→ **EXCERPT**
This week, a certain someone in the Farklepants house turned twelve. He blew out candles on a Baskin Robbins ice cream cake [delish, natch]. He opened his gift; one of only two items under one hundred dollars suggested on his birthday wish list [a list that should have bore the title: Dream On - Not a Song by Aerosmith]. He was told that if he wanted Rock Band or an iPhone he was going to have to save his own money and was once again reminded that his father is not made of it, even if his friends parents apparently are. And son, if you really would like to receive those frivolous and expensive items then Mommy will have to go back to work to support that; and do you really want that to happen? Do you want Mommy to leave? Happy birthday son, here's your gift of guilt. You're welcome. Plus his mom is secretly hoping that Rock Band never makes it into the house because she is sick to everlovingdeath of video game equipment taking over the family room and is running out of places to stash it. There are no longer hiding places for everything and everything in its hiding place [the Wii Fit balance board is already calling olly olly oxen free from under the coffee table, for reals]. What there is, is plenty of overflow. Because we haven't even begun to discuss wires. Dusty wires. And those with Y chromosomes lack the gene that perceives wires to be an irritating nuisance.
The rest of his gift is a day at Magic Mountain with his friends. Because the great thing about the gift of a trip is that you go to the amusement park; it does not come to your house. Where it would need to be found a shelf for keeping. And occasionally dusted.
Happy birthday, Boy-Child#1. You can stop aging now. Your continued growth makes it difficult for me to put you in my pocket and keep you safe forever. Thanks. Love, Mom.

→ **GIVEN RECORDS**
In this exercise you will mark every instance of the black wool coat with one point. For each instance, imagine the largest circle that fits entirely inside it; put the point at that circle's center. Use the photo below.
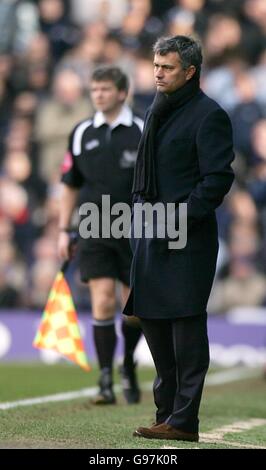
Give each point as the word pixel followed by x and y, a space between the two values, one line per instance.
pixel 193 164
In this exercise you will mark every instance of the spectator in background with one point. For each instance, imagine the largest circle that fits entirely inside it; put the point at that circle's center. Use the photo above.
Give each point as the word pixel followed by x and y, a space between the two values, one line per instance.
pixel 55 119
pixel 55 24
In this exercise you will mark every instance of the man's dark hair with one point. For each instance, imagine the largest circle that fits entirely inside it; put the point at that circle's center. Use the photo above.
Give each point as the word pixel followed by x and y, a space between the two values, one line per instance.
pixel 114 74
pixel 188 49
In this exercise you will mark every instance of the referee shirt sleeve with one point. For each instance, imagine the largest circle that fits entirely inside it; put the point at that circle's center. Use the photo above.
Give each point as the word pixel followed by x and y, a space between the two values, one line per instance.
pixel 70 173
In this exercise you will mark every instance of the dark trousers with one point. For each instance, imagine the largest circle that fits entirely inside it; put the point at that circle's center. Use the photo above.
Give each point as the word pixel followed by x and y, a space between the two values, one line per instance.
pixel 180 350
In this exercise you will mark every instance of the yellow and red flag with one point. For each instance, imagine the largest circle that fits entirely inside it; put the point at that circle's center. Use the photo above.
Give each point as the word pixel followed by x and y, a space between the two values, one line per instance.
pixel 59 328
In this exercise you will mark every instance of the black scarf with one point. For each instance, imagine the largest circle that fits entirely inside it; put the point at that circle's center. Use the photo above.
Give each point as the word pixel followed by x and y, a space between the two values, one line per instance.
pixel 163 105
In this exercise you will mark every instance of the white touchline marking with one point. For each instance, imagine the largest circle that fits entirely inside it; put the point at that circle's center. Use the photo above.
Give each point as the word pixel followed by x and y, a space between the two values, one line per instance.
pixel 216 436
pixel 213 379
pixel 231 375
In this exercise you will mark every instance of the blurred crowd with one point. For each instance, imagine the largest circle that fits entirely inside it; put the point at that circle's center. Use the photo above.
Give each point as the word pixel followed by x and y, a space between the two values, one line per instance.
pixel 48 50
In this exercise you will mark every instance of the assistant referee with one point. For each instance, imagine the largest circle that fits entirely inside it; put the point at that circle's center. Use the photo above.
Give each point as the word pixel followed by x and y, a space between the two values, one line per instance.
pixel 100 160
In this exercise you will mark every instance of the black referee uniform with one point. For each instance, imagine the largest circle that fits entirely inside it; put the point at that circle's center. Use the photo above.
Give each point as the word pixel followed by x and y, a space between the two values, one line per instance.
pixel 101 160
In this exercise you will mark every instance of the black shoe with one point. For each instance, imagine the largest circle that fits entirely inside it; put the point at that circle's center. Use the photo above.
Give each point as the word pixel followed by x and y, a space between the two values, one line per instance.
pixel 106 395
pixel 130 387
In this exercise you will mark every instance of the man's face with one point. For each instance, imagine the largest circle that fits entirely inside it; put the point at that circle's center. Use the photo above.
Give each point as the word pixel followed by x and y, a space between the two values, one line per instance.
pixel 105 96
pixel 169 74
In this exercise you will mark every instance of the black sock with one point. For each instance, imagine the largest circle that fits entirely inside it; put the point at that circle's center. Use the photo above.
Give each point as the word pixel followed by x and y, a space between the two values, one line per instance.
pixel 105 342
pixel 131 334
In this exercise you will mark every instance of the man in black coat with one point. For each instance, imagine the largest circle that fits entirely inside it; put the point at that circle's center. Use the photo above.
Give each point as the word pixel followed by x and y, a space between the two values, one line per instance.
pixel 184 157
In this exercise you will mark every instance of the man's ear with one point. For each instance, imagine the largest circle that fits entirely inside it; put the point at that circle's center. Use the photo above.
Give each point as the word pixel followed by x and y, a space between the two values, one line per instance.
pixel 122 95
pixel 190 71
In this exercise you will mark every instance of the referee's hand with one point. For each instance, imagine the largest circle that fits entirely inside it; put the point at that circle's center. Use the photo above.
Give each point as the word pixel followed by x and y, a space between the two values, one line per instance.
pixel 63 245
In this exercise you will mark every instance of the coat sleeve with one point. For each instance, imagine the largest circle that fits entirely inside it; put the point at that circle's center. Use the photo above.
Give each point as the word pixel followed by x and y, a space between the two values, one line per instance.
pixel 214 143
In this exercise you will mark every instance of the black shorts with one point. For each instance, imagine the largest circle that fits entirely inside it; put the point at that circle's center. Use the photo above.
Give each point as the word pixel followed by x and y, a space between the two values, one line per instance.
pixel 105 258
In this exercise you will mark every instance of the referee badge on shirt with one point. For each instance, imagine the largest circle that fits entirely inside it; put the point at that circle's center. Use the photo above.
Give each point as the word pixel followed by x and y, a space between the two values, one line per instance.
pixel 92 144
pixel 128 158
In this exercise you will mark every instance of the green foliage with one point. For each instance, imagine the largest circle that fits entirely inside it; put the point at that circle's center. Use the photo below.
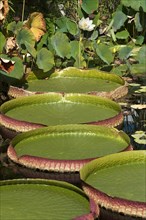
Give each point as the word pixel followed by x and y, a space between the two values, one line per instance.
pixel 45 59
pixel 89 6
pixel 65 43
pixel 61 44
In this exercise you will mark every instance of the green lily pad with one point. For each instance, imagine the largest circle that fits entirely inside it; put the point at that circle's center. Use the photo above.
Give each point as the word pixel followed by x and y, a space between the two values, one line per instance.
pixel 73 80
pixel 27 113
pixel 66 145
pixel 117 182
pixel 40 199
pixel 139 137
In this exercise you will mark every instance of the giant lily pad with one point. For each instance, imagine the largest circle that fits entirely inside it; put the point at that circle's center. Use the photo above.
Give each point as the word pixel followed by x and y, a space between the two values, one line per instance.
pixel 117 182
pixel 65 148
pixel 47 200
pixel 73 80
pixel 27 113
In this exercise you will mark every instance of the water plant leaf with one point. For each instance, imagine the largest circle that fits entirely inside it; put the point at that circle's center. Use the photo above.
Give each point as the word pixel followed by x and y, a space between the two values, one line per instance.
pixel 101 173
pixel 2 42
pixel 58 41
pixel 15 73
pixel 119 19
pixel 137 22
pixel 15 27
pixel 141 89
pixel 136 5
pixel 89 6
pixel 139 137
pixel 55 109
pixel 104 53
pixel 138 68
pixel 139 40
pixel 122 34
pixel 45 59
pixel 24 36
pixel 141 55
pixel 72 27
pixel 41 199
pixel 61 23
pixel 125 52
pixel 75 47
pixel 63 141
pixel 36 24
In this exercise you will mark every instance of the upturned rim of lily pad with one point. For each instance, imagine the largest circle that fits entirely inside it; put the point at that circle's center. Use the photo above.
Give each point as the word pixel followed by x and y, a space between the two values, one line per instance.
pixel 62 165
pixel 93 209
pixel 115 94
pixel 22 126
pixel 112 203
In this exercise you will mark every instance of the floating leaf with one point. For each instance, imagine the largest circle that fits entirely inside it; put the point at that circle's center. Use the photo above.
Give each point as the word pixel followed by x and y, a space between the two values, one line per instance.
pixel 137 22
pixel 119 19
pixel 45 59
pixel 61 23
pixel 138 106
pixel 13 69
pixel 104 53
pixel 15 27
pixel 94 35
pixel 60 43
pixel 136 5
pixel 139 40
pixel 139 137
pixel 36 24
pixel 138 68
pixel 142 89
pixel 141 55
pixel 122 35
pixel 24 36
pixel 89 6
pixel 72 27
pixel 125 52
pixel 2 42
pixel 74 48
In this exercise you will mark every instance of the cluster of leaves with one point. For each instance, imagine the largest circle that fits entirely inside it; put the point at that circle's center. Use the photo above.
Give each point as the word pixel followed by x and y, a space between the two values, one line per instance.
pixel 118 47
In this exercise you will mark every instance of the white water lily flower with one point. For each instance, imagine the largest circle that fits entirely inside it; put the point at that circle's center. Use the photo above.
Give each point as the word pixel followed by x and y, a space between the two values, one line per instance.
pixel 86 24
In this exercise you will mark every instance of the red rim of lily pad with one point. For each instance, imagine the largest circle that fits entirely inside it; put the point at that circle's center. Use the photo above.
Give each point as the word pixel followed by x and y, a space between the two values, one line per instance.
pixel 74 73
pixel 65 192
pixel 22 126
pixel 114 204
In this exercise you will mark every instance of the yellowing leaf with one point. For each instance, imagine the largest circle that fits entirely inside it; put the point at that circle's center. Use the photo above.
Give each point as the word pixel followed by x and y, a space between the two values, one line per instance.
pixel 36 23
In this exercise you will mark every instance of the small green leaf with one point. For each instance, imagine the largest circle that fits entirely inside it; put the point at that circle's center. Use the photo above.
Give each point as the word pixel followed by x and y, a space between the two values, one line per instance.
pixel 122 35
pixel 135 4
pixel 119 19
pixel 72 27
pixel 104 53
pixel 15 27
pixel 94 35
pixel 139 40
pixel 137 22
pixel 30 49
pixel 125 52
pixel 61 23
pixel 74 48
pixel 89 6
pixel 16 73
pixel 2 42
pixel 142 55
pixel 138 69
pixel 61 45
pixel 23 36
pixel 45 59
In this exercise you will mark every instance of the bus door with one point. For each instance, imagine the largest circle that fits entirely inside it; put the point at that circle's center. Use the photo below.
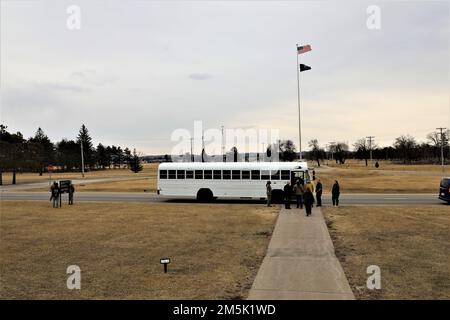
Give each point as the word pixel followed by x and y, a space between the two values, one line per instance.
pixel 297 175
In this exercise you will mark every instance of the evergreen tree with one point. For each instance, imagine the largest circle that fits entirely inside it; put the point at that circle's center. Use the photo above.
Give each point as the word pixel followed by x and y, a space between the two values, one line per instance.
pixel 135 164
pixel 88 150
pixel 102 156
pixel 43 150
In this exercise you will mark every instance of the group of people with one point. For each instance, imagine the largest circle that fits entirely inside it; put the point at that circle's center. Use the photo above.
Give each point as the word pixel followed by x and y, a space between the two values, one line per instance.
pixel 55 193
pixel 304 194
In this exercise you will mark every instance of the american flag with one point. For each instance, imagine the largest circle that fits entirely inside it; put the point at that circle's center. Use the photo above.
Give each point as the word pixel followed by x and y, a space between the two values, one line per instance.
pixel 303 49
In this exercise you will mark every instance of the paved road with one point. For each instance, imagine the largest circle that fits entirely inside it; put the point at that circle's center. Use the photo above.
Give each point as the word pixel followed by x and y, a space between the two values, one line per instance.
pixel 362 199
pixel 300 263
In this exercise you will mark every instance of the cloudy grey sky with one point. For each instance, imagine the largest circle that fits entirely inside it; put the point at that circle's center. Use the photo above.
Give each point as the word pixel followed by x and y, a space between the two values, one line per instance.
pixel 138 70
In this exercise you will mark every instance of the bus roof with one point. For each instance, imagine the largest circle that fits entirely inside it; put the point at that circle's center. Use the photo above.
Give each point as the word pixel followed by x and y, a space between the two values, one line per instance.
pixel 233 166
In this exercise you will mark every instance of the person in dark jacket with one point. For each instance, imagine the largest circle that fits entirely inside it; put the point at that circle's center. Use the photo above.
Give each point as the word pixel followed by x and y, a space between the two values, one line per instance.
pixel 287 195
pixel 71 192
pixel 319 193
pixel 308 199
pixel 335 192
pixel 54 190
pixel 269 193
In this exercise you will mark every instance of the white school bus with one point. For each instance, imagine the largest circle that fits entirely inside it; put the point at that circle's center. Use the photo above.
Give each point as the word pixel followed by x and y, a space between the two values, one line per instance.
pixel 210 180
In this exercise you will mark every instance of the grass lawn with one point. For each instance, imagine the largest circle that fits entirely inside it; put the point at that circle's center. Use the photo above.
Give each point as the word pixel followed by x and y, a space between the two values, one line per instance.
pixel 147 184
pixel 370 181
pixel 411 245
pixel 148 171
pixel 215 250
pixel 354 177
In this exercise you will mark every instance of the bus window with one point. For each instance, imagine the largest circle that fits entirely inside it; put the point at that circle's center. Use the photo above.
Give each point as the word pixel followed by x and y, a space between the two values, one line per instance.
pixel 226 174
pixel 198 174
pixel 265 174
pixel 180 174
pixel 217 174
pixel 208 174
pixel 255 174
pixel 285 175
pixel 275 175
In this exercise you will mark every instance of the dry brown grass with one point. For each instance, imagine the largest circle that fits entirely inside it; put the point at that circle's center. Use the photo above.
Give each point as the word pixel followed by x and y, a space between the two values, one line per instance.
pixel 148 171
pixel 215 249
pixel 141 185
pixel 410 244
pixel 364 181
pixel 385 165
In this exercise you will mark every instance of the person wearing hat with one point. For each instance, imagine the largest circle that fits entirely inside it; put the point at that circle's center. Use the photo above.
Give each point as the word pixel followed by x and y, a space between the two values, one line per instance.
pixel 269 193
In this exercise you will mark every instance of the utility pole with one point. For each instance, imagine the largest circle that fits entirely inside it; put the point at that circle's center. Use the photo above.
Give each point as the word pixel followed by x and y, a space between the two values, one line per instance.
pixel 442 146
pixel 370 145
pixel 82 158
pixel 223 145
pixel 298 104
pixel 192 154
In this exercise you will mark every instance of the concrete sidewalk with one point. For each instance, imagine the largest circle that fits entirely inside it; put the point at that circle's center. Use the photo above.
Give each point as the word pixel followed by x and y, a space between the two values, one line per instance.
pixel 300 263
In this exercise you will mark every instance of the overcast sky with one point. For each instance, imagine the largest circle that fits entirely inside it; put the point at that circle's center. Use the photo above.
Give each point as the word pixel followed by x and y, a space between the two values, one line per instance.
pixel 138 70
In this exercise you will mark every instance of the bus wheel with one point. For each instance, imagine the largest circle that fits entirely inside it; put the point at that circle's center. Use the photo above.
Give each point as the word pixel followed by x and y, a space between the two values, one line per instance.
pixel 277 196
pixel 205 195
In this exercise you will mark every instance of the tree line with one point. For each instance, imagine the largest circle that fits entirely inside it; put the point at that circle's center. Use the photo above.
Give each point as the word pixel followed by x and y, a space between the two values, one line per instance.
pixel 36 153
pixel 405 148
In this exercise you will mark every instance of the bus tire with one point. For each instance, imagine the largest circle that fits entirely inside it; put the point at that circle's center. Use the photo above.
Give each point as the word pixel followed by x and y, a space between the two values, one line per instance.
pixel 205 195
pixel 277 196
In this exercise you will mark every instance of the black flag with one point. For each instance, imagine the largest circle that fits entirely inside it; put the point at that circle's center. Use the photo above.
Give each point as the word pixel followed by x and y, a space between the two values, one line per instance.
pixel 304 67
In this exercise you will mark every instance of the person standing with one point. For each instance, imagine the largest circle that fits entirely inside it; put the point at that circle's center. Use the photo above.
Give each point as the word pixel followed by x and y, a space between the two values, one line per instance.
pixel 287 195
pixel 319 193
pixel 308 198
pixel 310 185
pixel 54 190
pixel 298 191
pixel 335 192
pixel 71 192
pixel 269 193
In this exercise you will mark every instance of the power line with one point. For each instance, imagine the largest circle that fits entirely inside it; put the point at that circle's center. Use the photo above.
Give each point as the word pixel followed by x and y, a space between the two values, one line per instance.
pixel 442 146
pixel 370 145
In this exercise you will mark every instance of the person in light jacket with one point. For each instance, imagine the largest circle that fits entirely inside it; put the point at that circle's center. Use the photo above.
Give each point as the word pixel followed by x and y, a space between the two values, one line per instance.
pixel 308 198
pixel 269 193
pixel 319 193
pixel 287 195
pixel 299 189
pixel 335 192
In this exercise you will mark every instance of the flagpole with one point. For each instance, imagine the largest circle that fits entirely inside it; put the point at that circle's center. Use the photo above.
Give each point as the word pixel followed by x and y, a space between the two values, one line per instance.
pixel 298 104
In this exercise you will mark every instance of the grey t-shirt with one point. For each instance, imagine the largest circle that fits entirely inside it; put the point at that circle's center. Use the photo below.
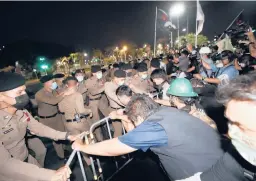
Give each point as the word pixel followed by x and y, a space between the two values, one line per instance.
pixel 185 145
pixel 192 147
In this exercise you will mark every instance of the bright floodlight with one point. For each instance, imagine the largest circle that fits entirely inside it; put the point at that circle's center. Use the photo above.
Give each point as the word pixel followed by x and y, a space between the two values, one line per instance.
pixel 44 67
pixel 177 9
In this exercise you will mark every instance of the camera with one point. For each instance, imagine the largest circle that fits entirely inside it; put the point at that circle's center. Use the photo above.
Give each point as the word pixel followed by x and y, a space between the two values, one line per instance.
pixel 237 33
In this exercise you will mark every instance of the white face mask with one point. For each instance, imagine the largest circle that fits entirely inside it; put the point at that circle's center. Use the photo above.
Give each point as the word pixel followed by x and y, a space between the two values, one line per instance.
pixel 80 78
pixel 54 86
pixel 99 75
pixel 244 144
pixel 121 83
pixel 144 76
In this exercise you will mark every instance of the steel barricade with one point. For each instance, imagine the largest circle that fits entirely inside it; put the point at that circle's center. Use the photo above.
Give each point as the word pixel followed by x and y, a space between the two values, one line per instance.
pixel 96 174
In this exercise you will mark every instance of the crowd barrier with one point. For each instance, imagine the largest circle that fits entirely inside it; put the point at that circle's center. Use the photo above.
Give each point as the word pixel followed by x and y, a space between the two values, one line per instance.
pixel 89 138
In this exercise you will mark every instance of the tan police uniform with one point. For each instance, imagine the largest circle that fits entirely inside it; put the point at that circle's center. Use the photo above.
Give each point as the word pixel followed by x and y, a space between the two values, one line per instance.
pixel 71 105
pixel 200 114
pixel 82 89
pixel 49 114
pixel 115 104
pixel 37 146
pixel 16 163
pixel 95 89
pixel 141 86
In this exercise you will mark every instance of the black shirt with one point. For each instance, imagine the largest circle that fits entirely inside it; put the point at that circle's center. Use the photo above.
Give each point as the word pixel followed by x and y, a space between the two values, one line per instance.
pixel 230 167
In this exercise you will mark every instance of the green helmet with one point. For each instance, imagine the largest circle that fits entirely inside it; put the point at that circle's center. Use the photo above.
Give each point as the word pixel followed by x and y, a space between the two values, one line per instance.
pixel 181 87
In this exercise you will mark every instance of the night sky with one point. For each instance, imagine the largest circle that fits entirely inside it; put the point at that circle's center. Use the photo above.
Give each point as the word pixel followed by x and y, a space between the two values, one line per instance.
pixel 100 24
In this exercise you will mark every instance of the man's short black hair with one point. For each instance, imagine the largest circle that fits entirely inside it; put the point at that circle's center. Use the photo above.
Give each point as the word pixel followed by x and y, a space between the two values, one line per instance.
pixel 227 54
pixel 115 65
pixel 158 73
pixel 140 105
pixel 65 81
pixel 142 67
pixel 124 90
pixel 242 88
pixel 185 52
pixel 155 62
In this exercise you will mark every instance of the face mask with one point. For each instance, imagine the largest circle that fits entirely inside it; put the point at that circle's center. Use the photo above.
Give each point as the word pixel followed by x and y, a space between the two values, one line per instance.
pixel 54 86
pixel 144 76
pixel 242 64
pixel 244 144
pixel 129 74
pixel 121 83
pixel 21 101
pixel 80 78
pixel 99 75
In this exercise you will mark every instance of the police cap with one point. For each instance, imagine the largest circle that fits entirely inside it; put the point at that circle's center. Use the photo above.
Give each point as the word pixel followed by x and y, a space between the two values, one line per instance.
pixel 9 81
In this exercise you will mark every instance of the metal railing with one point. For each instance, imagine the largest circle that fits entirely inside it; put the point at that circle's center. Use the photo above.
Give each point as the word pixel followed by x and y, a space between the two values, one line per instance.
pixel 97 175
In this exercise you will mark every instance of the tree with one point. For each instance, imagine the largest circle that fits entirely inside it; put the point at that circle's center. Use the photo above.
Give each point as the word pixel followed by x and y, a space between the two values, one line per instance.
pixel 190 38
pixel 97 53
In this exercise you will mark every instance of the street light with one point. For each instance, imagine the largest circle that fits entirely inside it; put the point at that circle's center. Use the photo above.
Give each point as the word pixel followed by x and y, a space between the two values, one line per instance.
pixel 44 67
pixel 125 49
pixel 177 10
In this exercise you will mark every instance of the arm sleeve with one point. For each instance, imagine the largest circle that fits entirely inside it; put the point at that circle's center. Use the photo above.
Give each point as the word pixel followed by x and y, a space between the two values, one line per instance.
pixel 53 100
pixel 96 90
pixel 18 170
pixel 112 94
pixel 195 177
pixel 146 135
pixel 80 105
pixel 44 131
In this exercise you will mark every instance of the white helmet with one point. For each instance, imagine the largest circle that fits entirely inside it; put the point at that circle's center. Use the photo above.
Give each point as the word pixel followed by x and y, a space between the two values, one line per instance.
pixel 205 50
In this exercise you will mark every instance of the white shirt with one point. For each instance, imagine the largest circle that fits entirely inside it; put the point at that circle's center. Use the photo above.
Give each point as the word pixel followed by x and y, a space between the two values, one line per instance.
pixel 165 89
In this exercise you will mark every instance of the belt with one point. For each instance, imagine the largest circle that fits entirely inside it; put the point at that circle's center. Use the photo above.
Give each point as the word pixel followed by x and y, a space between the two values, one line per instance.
pixel 26 160
pixel 75 120
pixel 45 117
pixel 95 99
pixel 115 108
pixel 61 113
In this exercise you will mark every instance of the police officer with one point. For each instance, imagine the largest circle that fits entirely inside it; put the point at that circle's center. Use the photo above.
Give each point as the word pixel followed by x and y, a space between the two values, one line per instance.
pixel 224 74
pixel 15 161
pixel 184 144
pixel 59 80
pixel 79 74
pixel 115 104
pixel 74 111
pixel 48 99
pixel 141 83
pixel 95 86
pixel 184 98
pixel 37 146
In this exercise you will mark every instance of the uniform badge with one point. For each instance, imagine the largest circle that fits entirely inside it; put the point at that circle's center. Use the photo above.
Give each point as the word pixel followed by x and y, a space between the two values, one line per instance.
pixel 27 116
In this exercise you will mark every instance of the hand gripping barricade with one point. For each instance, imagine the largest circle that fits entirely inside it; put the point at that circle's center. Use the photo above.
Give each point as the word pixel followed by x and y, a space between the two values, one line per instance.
pixel 97 175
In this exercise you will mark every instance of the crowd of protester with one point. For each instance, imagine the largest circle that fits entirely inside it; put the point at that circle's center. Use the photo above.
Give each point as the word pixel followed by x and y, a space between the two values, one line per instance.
pixel 195 109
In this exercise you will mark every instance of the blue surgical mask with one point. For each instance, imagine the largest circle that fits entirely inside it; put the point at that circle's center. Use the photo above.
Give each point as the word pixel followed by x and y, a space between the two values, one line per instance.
pixel 54 86
pixel 99 75
pixel 144 76
pixel 121 83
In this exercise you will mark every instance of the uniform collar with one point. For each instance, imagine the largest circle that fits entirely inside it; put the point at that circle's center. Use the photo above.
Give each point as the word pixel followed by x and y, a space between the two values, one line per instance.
pixel 6 117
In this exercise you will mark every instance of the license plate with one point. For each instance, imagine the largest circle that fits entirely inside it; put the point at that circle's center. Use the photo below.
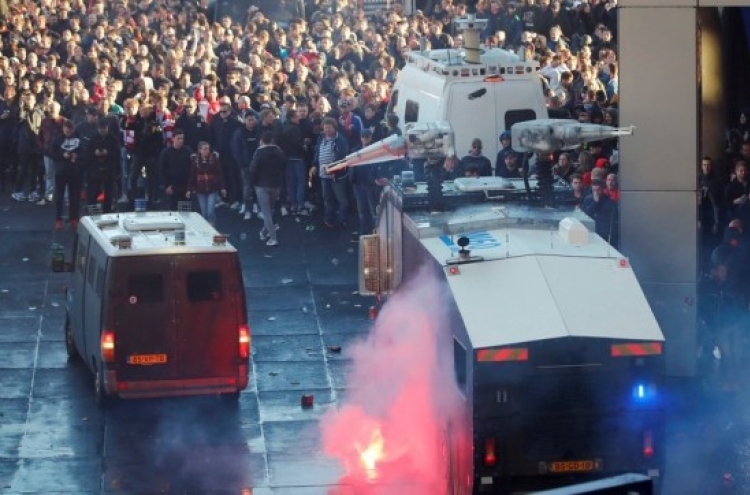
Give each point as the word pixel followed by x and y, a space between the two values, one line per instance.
pixel 147 359
pixel 572 466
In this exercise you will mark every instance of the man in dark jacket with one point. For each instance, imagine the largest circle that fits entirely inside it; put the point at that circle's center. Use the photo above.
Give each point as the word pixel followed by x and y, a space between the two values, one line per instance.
pixel 267 174
pixel 603 211
pixel 193 125
pixel 292 143
pixel 103 158
pixel 149 142
pixel 174 166
pixel 221 129
pixel 66 152
pixel 366 191
pixel 244 143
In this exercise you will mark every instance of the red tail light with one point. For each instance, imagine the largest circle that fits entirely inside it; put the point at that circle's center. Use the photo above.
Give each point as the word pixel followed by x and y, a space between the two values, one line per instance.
pixel 648 444
pixel 107 342
pixel 244 335
pixel 490 452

→ **TASK INSTRUCTIONS**
In the birthday post, what kind of cake did the twelve-year-old blow out candles on?

→ **TASK OUTPUT**
A Baskin Robbins ice cream cake.